■ **Required task 1**
In the reflection on a first visit to the Holy Land, what is the name of the Palestinian guide?
■ **Required task 2**
List the landmarks named on the first day of the pilgrimage in the reflection on a first visit to the Holy Land, including the place where the group stood.

==== Extract to read

Just over a month ago, I returned from my first visit to the Holy Land.
I say, my first visit because having spent time in Jerusalem I am now filled with longing to return to that amazing city where faith and culture, history and hope are so compacted into a few square miles that it really does feel as if those medieval maps were right when they showed Jerusalem as the centre of the world.
I learned so much about myself in those 9 days and there’s lots of real significance I'll hope to share with you when the time is right – but forgive me that today it’s something wonderfully silly that I discovered on day 1 of our pilgrimage . Dahoud, our Palestinian guide, was showing us the overall shape of the city as we stood on the Mount of Olives…There's the Temple Mount, he said, and over there...that’s the valley of the Cheesemakers.
There was a stunned and delighted silence as we, a party of assorted mixed clergy, savoured the realisation that Monty Python’s Life of Brian had at least a tenuous foundation in geographical fact. We exchanged glances and then, quietly mouthed to one another
“Blessed are the Cheesemakers” "Ah. What's so special about the cheese-makers?""Well obviously it's not meant to be taken literally, it refers to any manufacturers of dairy products"
That teeny fragment, of course, parodies those familiar moments in which, at the back of a large crowd, (or, at times, in a cathedral with a mischievous sound-system) you can hear just snatches of what is actually being said…none of which make much sense….but nonetheless you try your best to make up what’s missing.I think of it as Waterloo Station syndrome. Nothing you can actually hear makes any sense at all, so you write the script to suit yourself. So, “Blessed are the cheesemakers” becomes a handy shortcut that absolves us from trying to make sense of what Jesus is actually saying. His words are so often hard to hear in both senses....they don’t seem to reflect reality as we know it, nor offer an alternative to make our hearts sing. Engaging with them is neither easy nor comfortable. It feels safer to divert to comedy.

========
==== Stored rows

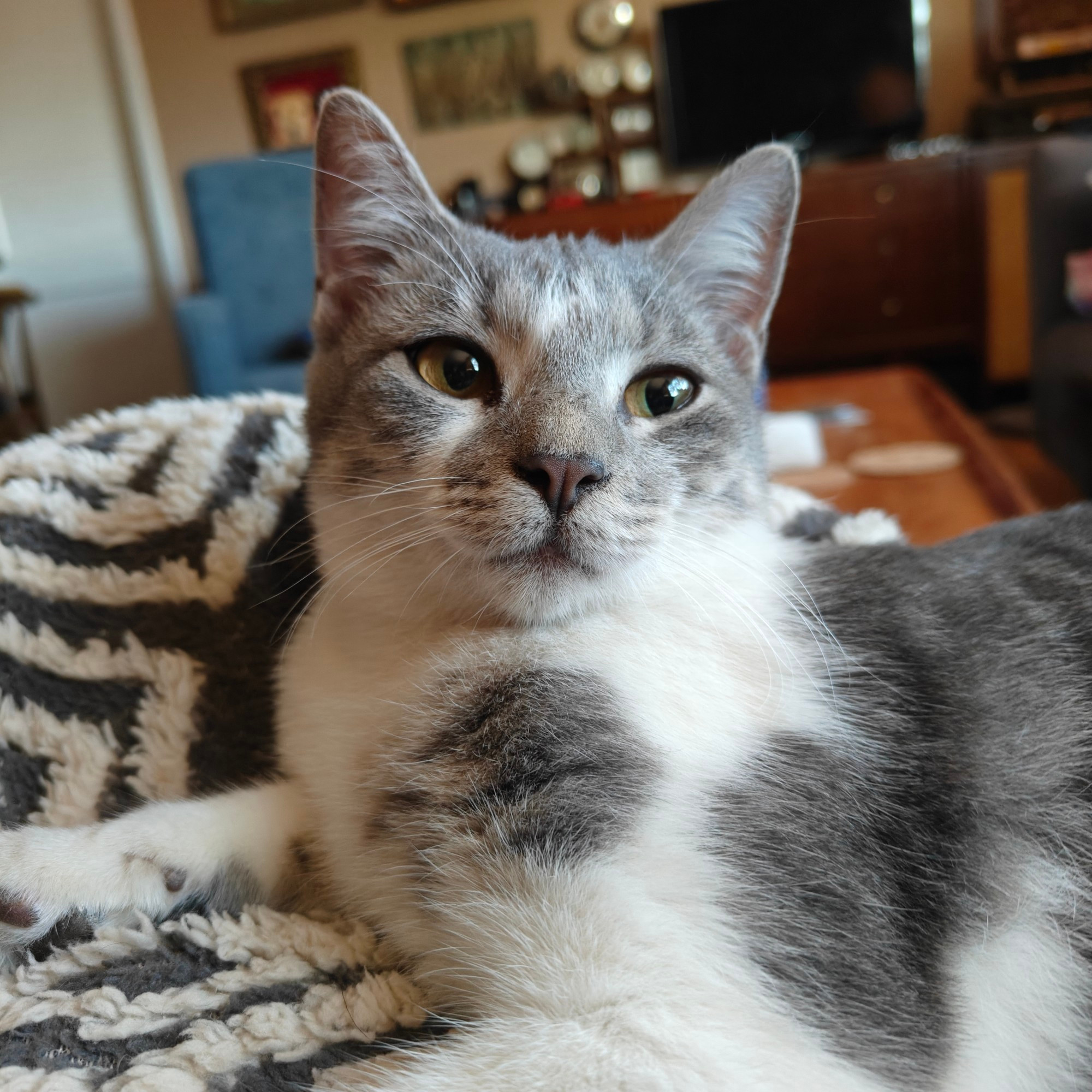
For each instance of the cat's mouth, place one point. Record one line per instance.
(550, 556)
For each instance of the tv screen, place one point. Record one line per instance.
(836, 77)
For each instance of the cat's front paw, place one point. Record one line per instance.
(57, 885)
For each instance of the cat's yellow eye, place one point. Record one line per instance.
(655, 396)
(455, 369)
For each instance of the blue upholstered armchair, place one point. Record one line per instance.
(248, 330)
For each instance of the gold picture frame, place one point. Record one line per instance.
(283, 96)
(250, 15)
(412, 5)
(480, 75)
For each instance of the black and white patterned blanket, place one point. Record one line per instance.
(151, 564)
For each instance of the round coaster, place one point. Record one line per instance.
(896, 460)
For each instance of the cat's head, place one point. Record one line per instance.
(524, 429)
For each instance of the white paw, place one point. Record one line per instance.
(63, 877)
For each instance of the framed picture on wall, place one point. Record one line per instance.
(482, 75)
(248, 15)
(283, 97)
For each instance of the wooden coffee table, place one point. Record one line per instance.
(905, 403)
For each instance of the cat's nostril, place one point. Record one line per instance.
(560, 480)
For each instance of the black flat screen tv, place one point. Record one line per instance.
(835, 77)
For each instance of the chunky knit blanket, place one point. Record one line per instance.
(152, 562)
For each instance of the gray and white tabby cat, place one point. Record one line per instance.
(654, 798)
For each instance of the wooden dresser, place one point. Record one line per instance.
(892, 260)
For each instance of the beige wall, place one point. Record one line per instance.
(194, 74)
(101, 330)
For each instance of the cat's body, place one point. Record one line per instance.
(648, 796)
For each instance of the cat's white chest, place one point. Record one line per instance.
(704, 678)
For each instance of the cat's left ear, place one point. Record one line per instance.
(731, 244)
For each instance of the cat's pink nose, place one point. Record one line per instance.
(560, 480)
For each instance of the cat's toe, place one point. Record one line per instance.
(16, 913)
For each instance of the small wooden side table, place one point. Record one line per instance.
(905, 403)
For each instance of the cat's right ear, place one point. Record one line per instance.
(372, 201)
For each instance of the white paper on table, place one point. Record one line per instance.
(793, 442)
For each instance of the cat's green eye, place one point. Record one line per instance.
(655, 396)
(454, 369)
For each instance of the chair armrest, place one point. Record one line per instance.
(211, 348)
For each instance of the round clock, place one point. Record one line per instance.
(530, 159)
(598, 77)
(602, 25)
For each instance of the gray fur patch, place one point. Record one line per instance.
(813, 525)
(540, 764)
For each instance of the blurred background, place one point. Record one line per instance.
(155, 197)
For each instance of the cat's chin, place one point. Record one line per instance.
(545, 587)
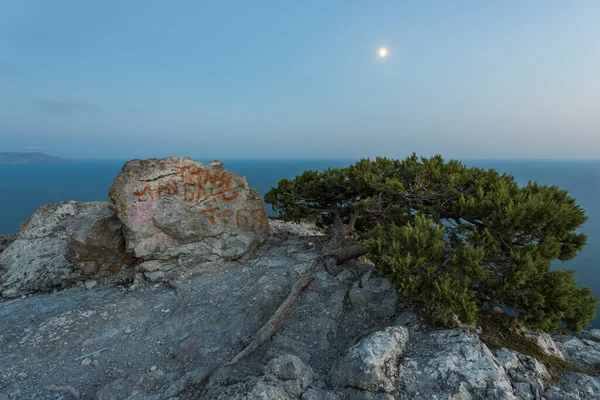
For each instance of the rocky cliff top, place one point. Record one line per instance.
(120, 317)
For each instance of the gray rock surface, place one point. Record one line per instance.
(446, 363)
(175, 206)
(592, 334)
(128, 337)
(61, 244)
(6, 240)
(583, 352)
(371, 365)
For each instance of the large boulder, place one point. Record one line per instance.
(6, 240)
(175, 206)
(371, 364)
(61, 244)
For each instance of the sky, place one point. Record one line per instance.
(283, 79)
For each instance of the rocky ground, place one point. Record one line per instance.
(347, 337)
(6, 240)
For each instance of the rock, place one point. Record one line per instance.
(175, 206)
(320, 394)
(546, 343)
(61, 244)
(265, 391)
(592, 334)
(156, 276)
(69, 391)
(89, 285)
(150, 266)
(6, 240)
(295, 229)
(441, 361)
(375, 293)
(356, 394)
(290, 367)
(580, 353)
(585, 386)
(371, 364)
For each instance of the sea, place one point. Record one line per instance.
(24, 188)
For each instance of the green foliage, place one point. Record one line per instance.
(454, 237)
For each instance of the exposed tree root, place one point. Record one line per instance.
(268, 329)
(334, 254)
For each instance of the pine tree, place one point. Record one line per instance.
(452, 238)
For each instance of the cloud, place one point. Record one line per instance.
(64, 107)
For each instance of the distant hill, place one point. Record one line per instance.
(31, 158)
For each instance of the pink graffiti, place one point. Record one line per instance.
(163, 238)
(143, 212)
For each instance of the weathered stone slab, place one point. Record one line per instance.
(61, 244)
(176, 206)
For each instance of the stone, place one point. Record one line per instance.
(523, 390)
(295, 229)
(441, 361)
(592, 334)
(150, 266)
(375, 293)
(546, 343)
(585, 386)
(176, 206)
(264, 391)
(356, 394)
(372, 363)
(90, 284)
(320, 394)
(61, 244)
(579, 353)
(156, 276)
(6, 241)
(290, 367)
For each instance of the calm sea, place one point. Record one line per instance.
(26, 187)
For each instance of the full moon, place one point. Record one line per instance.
(382, 52)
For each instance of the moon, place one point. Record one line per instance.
(382, 52)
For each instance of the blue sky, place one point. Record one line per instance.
(466, 79)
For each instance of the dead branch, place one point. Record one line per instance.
(268, 329)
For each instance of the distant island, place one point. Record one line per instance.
(31, 158)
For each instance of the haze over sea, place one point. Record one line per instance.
(26, 187)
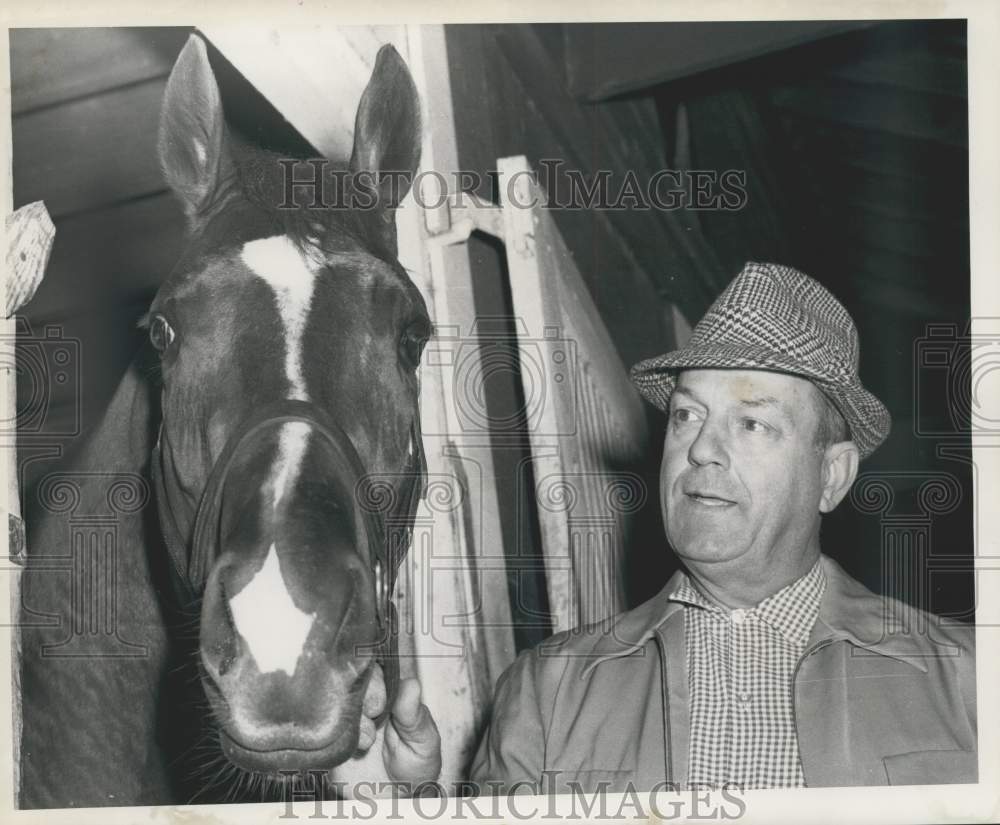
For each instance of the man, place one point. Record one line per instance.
(761, 663)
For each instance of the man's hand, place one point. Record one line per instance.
(411, 744)
(412, 747)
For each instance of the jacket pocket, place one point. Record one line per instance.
(595, 781)
(946, 767)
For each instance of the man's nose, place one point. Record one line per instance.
(710, 446)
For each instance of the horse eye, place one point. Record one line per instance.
(161, 334)
(411, 344)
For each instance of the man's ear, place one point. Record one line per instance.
(840, 468)
(192, 143)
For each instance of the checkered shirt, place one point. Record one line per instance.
(740, 669)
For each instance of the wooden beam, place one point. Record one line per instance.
(54, 65)
(604, 60)
(90, 152)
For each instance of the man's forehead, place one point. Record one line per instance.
(754, 388)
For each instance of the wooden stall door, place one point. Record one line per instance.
(585, 420)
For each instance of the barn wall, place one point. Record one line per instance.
(85, 106)
(511, 96)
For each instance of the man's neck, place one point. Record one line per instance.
(730, 587)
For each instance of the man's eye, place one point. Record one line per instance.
(754, 425)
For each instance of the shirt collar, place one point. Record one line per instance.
(791, 611)
(847, 610)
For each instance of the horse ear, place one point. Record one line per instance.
(192, 134)
(387, 128)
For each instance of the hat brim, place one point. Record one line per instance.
(867, 418)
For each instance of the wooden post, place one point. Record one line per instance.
(30, 233)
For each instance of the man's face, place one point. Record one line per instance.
(741, 478)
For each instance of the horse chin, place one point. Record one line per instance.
(284, 757)
(285, 762)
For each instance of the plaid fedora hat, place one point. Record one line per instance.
(776, 318)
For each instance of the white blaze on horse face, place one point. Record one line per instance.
(265, 615)
(281, 264)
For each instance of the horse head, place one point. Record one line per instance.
(289, 338)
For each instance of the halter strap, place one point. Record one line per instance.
(388, 537)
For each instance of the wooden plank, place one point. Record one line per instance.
(89, 152)
(584, 417)
(461, 599)
(316, 89)
(53, 65)
(548, 124)
(603, 60)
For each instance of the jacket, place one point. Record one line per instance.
(883, 695)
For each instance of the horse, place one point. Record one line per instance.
(207, 597)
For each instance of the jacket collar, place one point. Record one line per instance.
(848, 611)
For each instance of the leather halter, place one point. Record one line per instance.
(388, 536)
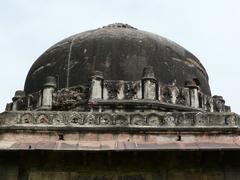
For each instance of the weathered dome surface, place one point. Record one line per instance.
(121, 52)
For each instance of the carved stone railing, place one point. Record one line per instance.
(118, 121)
(112, 95)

========

■ **Task response 1**
Dahoud

■ **Task response 2**
- Mount of Olives
- Temple Mount
- valley of the Cheesemakers